Brief
Write out, exactly as they appear, only the lines running from the line with "the wooden house" to the final line of the listing; include both.

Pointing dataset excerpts

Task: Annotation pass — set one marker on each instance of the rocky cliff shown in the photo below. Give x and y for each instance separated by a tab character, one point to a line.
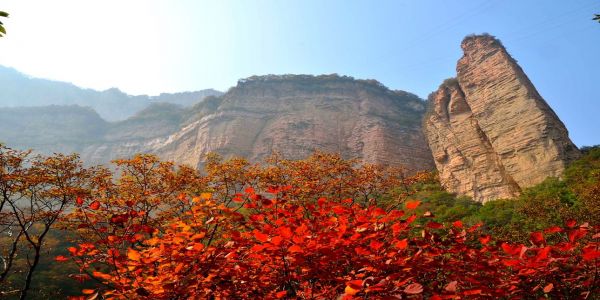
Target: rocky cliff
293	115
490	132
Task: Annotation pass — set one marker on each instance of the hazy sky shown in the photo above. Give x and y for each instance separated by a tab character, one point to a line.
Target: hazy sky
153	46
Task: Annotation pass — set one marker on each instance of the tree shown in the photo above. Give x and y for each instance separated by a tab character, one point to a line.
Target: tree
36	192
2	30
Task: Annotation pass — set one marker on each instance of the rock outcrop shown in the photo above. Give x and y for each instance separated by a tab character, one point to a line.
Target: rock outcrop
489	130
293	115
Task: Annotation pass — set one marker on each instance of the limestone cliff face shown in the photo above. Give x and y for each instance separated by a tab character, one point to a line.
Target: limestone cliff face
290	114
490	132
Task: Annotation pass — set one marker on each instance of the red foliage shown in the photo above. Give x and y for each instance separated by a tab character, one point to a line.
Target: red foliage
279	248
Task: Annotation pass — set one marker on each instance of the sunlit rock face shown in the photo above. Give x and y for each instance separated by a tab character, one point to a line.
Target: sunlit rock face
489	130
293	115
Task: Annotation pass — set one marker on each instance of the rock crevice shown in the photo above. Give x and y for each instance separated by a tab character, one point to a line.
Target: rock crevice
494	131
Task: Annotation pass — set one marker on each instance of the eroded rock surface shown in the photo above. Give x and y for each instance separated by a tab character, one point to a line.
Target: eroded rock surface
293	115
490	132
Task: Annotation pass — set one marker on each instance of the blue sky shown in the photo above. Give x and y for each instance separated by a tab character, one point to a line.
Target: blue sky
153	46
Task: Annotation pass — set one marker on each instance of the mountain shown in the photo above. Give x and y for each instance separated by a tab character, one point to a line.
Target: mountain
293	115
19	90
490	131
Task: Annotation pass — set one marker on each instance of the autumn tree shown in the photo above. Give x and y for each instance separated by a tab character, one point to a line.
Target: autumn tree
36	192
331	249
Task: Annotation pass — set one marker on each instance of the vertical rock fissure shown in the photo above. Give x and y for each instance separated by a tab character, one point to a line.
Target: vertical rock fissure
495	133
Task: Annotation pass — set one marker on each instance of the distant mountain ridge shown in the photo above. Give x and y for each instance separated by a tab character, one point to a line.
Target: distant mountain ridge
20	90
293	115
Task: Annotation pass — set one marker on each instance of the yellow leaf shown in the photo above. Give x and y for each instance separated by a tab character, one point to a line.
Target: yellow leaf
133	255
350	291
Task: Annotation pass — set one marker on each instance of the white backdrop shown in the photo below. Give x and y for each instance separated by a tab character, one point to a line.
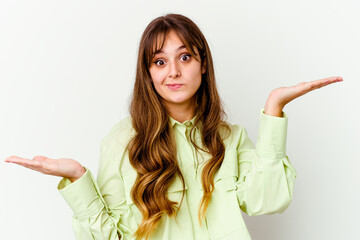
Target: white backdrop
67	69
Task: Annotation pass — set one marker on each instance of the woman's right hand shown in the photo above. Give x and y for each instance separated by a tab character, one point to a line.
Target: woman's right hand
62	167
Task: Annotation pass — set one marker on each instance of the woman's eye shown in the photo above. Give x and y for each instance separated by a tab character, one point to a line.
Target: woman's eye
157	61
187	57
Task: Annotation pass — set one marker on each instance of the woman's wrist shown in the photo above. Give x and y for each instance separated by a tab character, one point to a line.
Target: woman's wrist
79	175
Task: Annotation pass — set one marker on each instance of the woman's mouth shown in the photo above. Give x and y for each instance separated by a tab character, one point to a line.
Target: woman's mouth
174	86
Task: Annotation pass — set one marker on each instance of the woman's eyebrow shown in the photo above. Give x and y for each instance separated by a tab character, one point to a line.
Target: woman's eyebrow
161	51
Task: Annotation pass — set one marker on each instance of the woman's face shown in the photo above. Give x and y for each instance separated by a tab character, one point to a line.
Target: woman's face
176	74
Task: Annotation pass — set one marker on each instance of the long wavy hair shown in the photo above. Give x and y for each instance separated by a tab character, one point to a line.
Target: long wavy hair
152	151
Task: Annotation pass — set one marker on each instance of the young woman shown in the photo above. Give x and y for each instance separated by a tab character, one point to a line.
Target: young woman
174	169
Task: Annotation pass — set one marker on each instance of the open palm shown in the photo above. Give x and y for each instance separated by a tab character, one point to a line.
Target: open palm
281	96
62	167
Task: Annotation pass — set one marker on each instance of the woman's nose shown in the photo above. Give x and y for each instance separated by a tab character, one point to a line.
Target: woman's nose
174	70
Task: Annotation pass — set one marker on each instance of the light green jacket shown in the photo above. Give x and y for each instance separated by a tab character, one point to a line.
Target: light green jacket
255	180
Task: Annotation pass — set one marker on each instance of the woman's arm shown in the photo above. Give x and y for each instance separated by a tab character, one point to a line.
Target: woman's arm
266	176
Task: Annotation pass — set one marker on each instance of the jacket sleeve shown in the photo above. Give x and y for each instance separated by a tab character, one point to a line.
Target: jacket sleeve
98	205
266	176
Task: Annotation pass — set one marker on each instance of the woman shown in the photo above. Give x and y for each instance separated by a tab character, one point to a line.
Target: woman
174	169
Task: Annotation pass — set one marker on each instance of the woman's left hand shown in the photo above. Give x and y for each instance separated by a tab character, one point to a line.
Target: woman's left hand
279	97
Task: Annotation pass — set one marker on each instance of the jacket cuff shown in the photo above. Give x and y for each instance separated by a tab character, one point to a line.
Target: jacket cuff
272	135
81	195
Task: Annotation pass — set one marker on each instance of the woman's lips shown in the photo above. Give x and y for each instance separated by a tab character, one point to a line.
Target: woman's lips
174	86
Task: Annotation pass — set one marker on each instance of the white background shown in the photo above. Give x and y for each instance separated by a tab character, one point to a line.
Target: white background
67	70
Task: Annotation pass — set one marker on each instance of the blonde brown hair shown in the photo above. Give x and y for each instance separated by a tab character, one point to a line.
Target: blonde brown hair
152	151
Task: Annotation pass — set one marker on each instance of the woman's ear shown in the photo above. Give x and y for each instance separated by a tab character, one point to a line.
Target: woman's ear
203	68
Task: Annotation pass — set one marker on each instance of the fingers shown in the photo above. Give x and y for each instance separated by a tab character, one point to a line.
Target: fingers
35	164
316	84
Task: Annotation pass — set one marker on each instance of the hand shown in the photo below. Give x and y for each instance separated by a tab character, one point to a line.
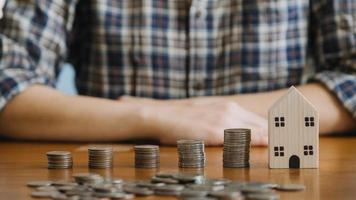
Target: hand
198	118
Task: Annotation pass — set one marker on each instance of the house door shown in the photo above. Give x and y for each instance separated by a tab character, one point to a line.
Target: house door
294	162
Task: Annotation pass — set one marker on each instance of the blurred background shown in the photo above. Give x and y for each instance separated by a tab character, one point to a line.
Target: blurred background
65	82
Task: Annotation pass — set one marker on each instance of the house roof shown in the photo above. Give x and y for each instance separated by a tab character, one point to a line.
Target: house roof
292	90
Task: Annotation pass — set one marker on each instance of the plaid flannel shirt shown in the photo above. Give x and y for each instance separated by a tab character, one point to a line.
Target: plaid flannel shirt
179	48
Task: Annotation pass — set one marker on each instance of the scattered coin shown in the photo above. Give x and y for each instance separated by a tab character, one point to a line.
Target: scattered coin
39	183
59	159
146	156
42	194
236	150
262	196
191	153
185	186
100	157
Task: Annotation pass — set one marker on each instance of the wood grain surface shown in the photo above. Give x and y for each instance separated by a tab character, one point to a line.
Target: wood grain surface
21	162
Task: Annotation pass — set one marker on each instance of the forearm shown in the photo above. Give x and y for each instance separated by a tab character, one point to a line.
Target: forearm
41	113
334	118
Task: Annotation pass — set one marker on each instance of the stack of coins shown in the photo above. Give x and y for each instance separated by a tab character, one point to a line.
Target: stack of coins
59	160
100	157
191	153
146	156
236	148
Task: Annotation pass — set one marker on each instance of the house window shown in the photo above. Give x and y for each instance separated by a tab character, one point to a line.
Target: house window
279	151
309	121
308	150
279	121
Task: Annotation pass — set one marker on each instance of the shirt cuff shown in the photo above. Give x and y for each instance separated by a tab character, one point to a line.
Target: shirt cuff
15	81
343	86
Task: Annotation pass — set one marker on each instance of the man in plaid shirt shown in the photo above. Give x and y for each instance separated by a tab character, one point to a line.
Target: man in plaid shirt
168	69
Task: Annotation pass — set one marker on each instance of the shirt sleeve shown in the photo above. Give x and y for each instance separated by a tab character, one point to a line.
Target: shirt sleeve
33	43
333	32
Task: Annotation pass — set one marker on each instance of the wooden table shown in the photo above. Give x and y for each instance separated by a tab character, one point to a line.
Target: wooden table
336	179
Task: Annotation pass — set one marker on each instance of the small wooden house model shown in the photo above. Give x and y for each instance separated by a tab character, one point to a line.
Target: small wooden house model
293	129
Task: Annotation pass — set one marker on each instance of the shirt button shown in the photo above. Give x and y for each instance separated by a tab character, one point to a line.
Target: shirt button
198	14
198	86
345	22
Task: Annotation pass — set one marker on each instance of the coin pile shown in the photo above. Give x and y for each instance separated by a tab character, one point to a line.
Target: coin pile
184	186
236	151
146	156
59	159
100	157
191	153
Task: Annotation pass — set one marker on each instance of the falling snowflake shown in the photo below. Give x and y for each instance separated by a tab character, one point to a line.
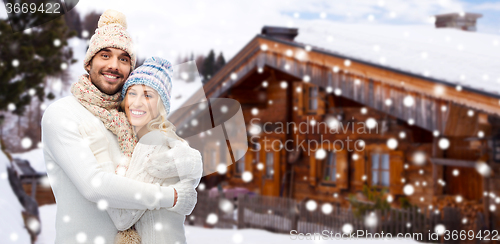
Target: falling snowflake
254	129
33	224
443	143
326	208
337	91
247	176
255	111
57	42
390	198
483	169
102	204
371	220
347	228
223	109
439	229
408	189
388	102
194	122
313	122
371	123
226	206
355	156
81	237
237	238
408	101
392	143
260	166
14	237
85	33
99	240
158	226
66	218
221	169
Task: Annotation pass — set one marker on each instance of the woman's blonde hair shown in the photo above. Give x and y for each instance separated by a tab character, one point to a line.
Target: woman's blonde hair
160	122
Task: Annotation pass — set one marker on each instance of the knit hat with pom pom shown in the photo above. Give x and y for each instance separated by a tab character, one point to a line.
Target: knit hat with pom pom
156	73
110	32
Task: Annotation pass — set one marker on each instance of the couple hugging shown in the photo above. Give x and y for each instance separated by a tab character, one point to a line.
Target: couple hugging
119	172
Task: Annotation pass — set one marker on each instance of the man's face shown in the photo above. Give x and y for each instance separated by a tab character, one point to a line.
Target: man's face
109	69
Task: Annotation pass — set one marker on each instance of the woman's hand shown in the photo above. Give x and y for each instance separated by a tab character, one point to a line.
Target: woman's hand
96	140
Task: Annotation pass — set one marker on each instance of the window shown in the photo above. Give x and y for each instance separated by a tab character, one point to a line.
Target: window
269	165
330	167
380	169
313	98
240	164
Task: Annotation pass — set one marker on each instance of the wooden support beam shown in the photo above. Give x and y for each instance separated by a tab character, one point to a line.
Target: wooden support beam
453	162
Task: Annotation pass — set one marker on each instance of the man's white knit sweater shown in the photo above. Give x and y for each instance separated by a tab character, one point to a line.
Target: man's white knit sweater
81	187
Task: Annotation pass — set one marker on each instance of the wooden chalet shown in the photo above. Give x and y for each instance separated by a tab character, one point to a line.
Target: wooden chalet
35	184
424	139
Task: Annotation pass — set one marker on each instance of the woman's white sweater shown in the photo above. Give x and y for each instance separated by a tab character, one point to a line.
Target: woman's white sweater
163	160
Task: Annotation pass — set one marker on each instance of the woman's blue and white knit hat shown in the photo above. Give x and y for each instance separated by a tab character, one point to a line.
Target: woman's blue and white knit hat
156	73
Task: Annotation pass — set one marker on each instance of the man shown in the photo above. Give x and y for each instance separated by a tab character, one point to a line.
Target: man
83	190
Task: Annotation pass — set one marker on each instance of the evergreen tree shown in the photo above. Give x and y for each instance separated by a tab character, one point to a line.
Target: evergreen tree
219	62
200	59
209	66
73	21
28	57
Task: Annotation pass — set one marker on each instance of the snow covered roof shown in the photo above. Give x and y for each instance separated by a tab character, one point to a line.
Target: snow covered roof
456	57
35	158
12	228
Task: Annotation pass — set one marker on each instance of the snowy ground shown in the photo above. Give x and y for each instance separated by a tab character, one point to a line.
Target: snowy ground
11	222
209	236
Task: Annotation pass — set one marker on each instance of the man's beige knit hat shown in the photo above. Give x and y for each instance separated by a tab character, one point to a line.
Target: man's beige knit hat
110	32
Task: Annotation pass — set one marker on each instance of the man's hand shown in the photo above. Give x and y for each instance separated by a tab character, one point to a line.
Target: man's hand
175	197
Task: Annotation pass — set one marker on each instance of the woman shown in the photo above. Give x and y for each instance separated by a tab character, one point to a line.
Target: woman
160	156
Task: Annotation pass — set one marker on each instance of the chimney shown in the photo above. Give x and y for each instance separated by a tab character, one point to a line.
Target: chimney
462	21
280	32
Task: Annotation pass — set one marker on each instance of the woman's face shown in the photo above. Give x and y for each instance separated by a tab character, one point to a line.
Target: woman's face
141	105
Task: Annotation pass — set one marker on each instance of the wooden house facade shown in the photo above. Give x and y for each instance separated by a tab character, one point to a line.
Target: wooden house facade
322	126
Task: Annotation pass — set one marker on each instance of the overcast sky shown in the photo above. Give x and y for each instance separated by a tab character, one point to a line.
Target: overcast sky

Task result
Task: Annotation pass — set one marker on each instance of the wooden house facade shown in the photo above. Give x and y for each instance separated by a tab character, one point to a line.
Target: wooden house facade
322	126
Task: Annotation pass — set one marker on each instance of the overcast sky shown in the photo above. Give x and y for each instance separated by a tab character, one point to a line.
Target: overcast sky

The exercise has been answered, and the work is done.